Reproduce all the data, character for character.

[Collected data]
○ ○ ○ ○ ○ ○ ○

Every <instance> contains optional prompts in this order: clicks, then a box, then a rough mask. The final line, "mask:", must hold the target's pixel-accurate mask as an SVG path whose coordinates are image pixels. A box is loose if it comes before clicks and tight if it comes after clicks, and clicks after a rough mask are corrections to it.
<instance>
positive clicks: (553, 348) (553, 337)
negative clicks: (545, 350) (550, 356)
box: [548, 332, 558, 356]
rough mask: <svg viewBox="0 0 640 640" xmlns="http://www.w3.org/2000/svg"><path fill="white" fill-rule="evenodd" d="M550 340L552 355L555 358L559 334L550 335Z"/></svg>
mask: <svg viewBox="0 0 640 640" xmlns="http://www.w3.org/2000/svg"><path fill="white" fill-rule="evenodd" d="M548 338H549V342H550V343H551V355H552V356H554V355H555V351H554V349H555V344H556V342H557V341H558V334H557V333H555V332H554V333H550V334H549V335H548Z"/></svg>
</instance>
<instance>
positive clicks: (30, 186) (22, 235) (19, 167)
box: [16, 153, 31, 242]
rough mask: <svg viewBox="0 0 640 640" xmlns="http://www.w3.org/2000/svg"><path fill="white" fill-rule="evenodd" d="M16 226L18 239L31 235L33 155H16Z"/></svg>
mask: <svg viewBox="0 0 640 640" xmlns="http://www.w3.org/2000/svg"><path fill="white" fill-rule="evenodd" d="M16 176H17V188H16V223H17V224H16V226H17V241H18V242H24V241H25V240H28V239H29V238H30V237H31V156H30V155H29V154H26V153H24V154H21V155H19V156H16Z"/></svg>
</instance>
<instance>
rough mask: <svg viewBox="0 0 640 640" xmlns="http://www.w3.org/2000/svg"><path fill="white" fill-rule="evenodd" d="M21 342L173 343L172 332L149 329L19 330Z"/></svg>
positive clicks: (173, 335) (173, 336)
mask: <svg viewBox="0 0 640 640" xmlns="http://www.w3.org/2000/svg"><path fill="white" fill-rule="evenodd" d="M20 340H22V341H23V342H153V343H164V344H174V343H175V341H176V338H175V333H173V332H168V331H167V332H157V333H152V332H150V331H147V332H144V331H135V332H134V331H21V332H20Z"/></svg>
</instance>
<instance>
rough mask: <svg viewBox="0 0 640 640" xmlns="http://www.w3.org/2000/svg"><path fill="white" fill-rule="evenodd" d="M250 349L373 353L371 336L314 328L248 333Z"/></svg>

○ ○ ○ ○ ○ ○ ○

RESULT =>
Every <instance> contains optional prompts in this order: clicks, then a box, then a rough mask. The final line, "mask:", must hold the target's pixel-accurate mask as an SVG path whose coordinates are image pixels. A box is loose if it comes before clicks and tight if it comes after clicks, and clicks after a rough mask are corrections to it.
<instance>
positive clicks: (553, 348) (553, 337)
negative clicks: (545, 350) (550, 356)
box: [548, 332, 558, 356]
rough mask: <svg viewBox="0 0 640 640" xmlns="http://www.w3.org/2000/svg"><path fill="white" fill-rule="evenodd" d="M550 340L552 355L555 358L559 334L550 335Z"/></svg>
mask: <svg viewBox="0 0 640 640" xmlns="http://www.w3.org/2000/svg"><path fill="white" fill-rule="evenodd" d="M548 338H549V342H550V343H551V355H552V356H554V355H555V351H554V349H555V344H556V342H557V341H558V334H557V333H555V332H554V333H550V334H549V335H548Z"/></svg>
</instance>
<instance>
positive clicks: (30, 186) (22, 235) (19, 167)
box: [16, 153, 31, 242]
rough mask: <svg viewBox="0 0 640 640" xmlns="http://www.w3.org/2000/svg"><path fill="white" fill-rule="evenodd" d="M16 226L18 239L31 235L33 155H16Z"/></svg>
mask: <svg viewBox="0 0 640 640" xmlns="http://www.w3.org/2000/svg"><path fill="white" fill-rule="evenodd" d="M16 176H17V188H16V223H17V224H16V226H17V241H18V242H24V241H25V240H28V239H29V238H30V237H31V156H30V155H29V154H26V153H24V154H21V155H19V156H16Z"/></svg>
</instance>
<instance>
rough mask: <svg viewBox="0 0 640 640" xmlns="http://www.w3.org/2000/svg"><path fill="white" fill-rule="evenodd" d="M21 342L173 343L172 332L149 329L19 330Z"/></svg>
positive clicks: (173, 335) (173, 336)
mask: <svg viewBox="0 0 640 640" xmlns="http://www.w3.org/2000/svg"><path fill="white" fill-rule="evenodd" d="M20 340H22V341H23V342H153V343H164V344H174V343H175V341H176V338H175V333H173V332H168V331H167V332H157V333H152V332H150V331H147V332H144V331H135V332H134V331H21V332H20Z"/></svg>
</instance>
<instance>
rough mask: <svg viewBox="0 0 640 640" xmlns="http://www.w3.org/2000/svg"><path fill="white" fill-rule="evenodd" d="M250 349L373 353L371 336L314 328L248 333Z"/></svg>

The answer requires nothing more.